=== PROVIDED ENTRIES ===
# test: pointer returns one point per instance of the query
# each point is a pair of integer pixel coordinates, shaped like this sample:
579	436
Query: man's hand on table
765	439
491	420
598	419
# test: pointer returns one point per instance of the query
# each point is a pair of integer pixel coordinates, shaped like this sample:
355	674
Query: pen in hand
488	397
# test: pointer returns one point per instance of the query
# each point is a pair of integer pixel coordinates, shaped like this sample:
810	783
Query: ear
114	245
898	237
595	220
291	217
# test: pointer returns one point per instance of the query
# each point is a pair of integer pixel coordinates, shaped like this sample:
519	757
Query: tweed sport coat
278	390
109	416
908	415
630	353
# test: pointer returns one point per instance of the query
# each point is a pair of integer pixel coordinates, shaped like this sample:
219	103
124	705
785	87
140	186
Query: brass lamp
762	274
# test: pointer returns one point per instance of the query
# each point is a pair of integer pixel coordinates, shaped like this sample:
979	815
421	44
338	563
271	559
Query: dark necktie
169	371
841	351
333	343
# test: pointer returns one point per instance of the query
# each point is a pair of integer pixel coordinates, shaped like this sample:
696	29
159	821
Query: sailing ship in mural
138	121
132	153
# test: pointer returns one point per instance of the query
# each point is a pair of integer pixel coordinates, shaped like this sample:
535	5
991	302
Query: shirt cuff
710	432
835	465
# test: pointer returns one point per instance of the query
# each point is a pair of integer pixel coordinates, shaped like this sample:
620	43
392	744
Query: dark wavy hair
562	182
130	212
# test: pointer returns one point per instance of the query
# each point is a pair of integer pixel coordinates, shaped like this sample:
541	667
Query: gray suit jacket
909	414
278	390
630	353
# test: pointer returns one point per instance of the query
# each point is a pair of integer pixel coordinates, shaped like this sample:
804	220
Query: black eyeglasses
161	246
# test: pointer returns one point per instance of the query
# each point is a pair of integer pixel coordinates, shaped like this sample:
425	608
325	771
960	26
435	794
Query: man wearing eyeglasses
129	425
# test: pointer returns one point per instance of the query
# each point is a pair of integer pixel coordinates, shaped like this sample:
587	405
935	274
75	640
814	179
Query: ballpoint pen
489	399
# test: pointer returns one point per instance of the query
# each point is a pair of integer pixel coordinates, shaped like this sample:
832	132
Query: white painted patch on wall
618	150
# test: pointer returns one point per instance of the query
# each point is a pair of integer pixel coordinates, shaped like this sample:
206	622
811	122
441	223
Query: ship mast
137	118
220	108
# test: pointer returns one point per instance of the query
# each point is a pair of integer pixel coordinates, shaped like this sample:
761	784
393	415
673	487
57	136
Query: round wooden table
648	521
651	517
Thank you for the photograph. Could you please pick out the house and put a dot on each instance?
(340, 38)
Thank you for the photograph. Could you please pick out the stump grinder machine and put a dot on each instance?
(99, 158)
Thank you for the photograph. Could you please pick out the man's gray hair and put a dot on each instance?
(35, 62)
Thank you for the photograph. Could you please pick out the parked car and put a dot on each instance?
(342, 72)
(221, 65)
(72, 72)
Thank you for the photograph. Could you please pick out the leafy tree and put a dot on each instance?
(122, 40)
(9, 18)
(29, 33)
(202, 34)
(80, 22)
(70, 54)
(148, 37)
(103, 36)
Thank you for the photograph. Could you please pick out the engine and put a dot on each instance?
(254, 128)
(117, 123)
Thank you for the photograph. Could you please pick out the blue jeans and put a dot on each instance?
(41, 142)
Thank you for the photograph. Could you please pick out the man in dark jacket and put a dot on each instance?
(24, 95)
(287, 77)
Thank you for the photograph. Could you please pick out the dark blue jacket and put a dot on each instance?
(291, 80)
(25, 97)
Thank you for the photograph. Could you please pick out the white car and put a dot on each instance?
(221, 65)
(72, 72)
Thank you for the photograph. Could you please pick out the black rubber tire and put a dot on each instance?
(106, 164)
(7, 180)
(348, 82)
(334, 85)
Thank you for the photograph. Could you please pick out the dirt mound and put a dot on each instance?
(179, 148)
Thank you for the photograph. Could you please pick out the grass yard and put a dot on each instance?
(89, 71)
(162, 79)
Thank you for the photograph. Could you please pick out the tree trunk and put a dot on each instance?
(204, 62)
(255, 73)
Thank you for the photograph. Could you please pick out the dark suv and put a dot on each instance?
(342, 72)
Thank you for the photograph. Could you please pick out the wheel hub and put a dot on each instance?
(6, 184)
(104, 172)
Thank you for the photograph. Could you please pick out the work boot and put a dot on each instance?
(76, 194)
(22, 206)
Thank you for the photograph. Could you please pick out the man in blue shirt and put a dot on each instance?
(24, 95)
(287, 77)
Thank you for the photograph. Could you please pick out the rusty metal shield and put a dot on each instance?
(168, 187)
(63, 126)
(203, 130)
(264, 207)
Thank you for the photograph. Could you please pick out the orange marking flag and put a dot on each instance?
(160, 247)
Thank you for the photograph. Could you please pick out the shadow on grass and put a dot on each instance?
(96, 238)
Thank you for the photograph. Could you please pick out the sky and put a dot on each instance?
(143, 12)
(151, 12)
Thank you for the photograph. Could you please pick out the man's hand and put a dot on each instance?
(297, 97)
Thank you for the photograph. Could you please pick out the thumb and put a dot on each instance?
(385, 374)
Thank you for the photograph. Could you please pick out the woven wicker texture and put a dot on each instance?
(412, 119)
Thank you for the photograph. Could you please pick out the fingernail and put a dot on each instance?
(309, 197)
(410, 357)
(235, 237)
===
▶ [DIRECTIONS]:
Transcribe the data above exactly as it reads.

▶ [SOLUTION TO THE PROBLEM]:
# test: pointer returns one point per instance of the query
# each point is a pair of integer pixel coordinates, shaped like this sample:
579	436
Query: man's hand on table
765	439
491	420
598	419
# test: pointer returns one point per instance of the query
# each point is a pair of integer pixel coordinates, shaped like this sample:
355	674
Query: pen in hand
488	397
# test: pointer returns one point per instance of the query
# each point is a pair of integer pixel coordinates, shaped like this sample:
810	783
Query: ear
114	245
898	237
595	220
291	217
# test: pointer returns one point per instance of the query
# each point is a pair of integer pixel coordinates, shaped like this sample:
519	757
Query: tweed sport coat
278	390
109	416
908	415
630	353
# test: pointer returns one point per instance of the query
# each point is a pair of integer pixel coordinates, shaped like this sample:
219	103
124	705
785	87
140	186
Query: brass lamp
762	274
# test: pointer returns one point per instance of the query
# each point is a pair of integer pixel coordinates, shaped like this sample:
979	815
421	44
338	563
271	559
Query: dark necktie
169	371
841	351
333	343
# test: pointer returns one point per instance of the query
# each point is a pair of integer pixel coordinates, shaped like this sample:
696	29
159	821
Query: sailing ship in mural
138	121
132	153
# test: pointer returns one point per instance of the query
# each point is a pair of integer pixel coordinates, shaped like this sample:
535	5
991	302
Query: shirt cuff
710	432
835	465
# test: pointer returns one point per instance of the query
# each point is a pair of integer pixel coordinates, shaped like this sample:
620	43
392	744
Query: dark wavy hair
562	182
130	212
# test: pointer returns one point per instance of the query
# each point is a pair of integer pixel coordinates, shaped like this sample:
541	667
Query: gray suit jacket
909	414
278	390
630	353
# test: pointer returns one point per instance of the query
# each point is a pair of integer pixel coordinates, shaped like this sample:
804	220
Query: black eyeglasses
161	246
# test: pointer returns one point per instance of the query
# each point is a pair of integer pixel coordinates, shaped like this sample:
425	608
325	771
960	26
435	794
Query: man wearing eyeglasses
129	425
# test: pointer returns one point per instance of the query
# each point is a pair of integer pixel coordinates, shaped like this sample:
587	405
935	274
75	640
814	179
Query: ballpoint pen
489	399
# test: pointer returns one point per instance of the query
# each point is a pair of integer pixel coordinates, shaped like this sample:
832	132
Query: white painted patch on wall
618	150
# test: pointer returns one point per instance of the query
# each point is a pair of integer pixel coordinates, shaped like this sample:
206	622
811	122
441	223
Query: ship mast
137	118
220	108
# test: pointer returns one point per instance of the query
# each point is a pair of integer pixel coordinates, shaped like this sample:
761	784
393	415
673	487
57	136
Query: round wooden table
648	521
651	517
Thank you for the photograph. Could you please pick out the house and put a dot on each instance?
(340, 38)
Thank you for the photograph. Could you please pick out the stump grinder machine and put a dot on each instance?
(99, 158)
Thank you for the photograph. Could you please pick out the man's gray hair and put a dot on each instance?
(35, 62)
Thank you for the photograph. Could you please pick out the parked car and put a dot on each instance?
(342, 72)
(221, 65)
(72, 72)
Thank you for the photograph. Could you please pick out the leafy tree and put a dot on each instance?
(122, 40)
(9, 18)
(29, 33)
(202, 34)
(80, 22)
(70, 54)
(148, 37)
(103, 36)
Thank you for the photograph. Could you please pick out the engine and put a dot on each instance?
(254, 128)
(117, 123)
Thank you for the photograph. Could you please pick out the blue jeans and put a dot on each instance?
(41, 142)
Thank you for the photograph. Could you please pick out the man in dark jacket and put a dot on each instance?
(24, 95)
(287, 77)
Thank you for the photograph. Could you please pick out the dark blue jacket and put a dot on each instance?
(291, 80)
(25, 97)
Thank you for the photograph. Could you please pick out the white car and put a dot on each instance?
(221, 65)
(72, 72)
Thank you for the photograph. Could you please pick out the black rubber tire and put a dot on each instance?
(106, 164)
(7, 180)
(348, 82)
(334, 85)
Thank you for the photograph. Could you please pick out the dirt mound and put a dot on each instance?
(179, 148)
Thank you for the photograph. Could you please pick out the grass yard and put a dot on each instance?
(89, 71)
(162, 79)
Thank you for the photograph. Could you please pick out the tree trunk and put a dot on each instance?
(204, 62)
(255, 73)
Thank you for the photograph. Could you please pick out the dark suv and put a dot on each instance?
(342, 72)
Thank you for the photograph. Could you please pick out the wheel hub and put a dot on each instance?
(6, 184)
(104, 172)
Thank you for the photograph. Could you please pick out the work boot and put a dot on each instance?
(76, 194)
(22, 206)
Thank you for the photograph. Could you please pick out the man in blue shirt and put a dot on each instance?
(24, 95)
(287, 77)
Thank you for the photograph. Could you please pick out the rusty metal shield and put a dot on each instance?
(168, 187)
(63, 126)
(203, 130)
(264, 207)
Thank you for the photograph. Could you please pick out the orange marking flag and put a dot on each instance?
(160, 247)
Thank you for the photograph. Could you please pick out the shadow on grass and put a dot on each instance?
(96, 238)
Thank you for the photograph. Could you please pick out the sky and put a dot on each instance?
(143, 12)
(151, 12)
Thank you for the photograph. Could you please pick out the man's hand and put a dot on each instance?
(297, 97)
Thank you for the photograph. Could you please pick out the thumb and put a dot on each instance?
(385, 374)
Thank you for the photograph. Could you please pick out the woven wicker texture and put a dot on each instance?
(412, 119)
Thank you for the photograph. Could you please pick out the fingernail and put a dot on each instance?
(309, 197)
(410, 357)
(235, 237)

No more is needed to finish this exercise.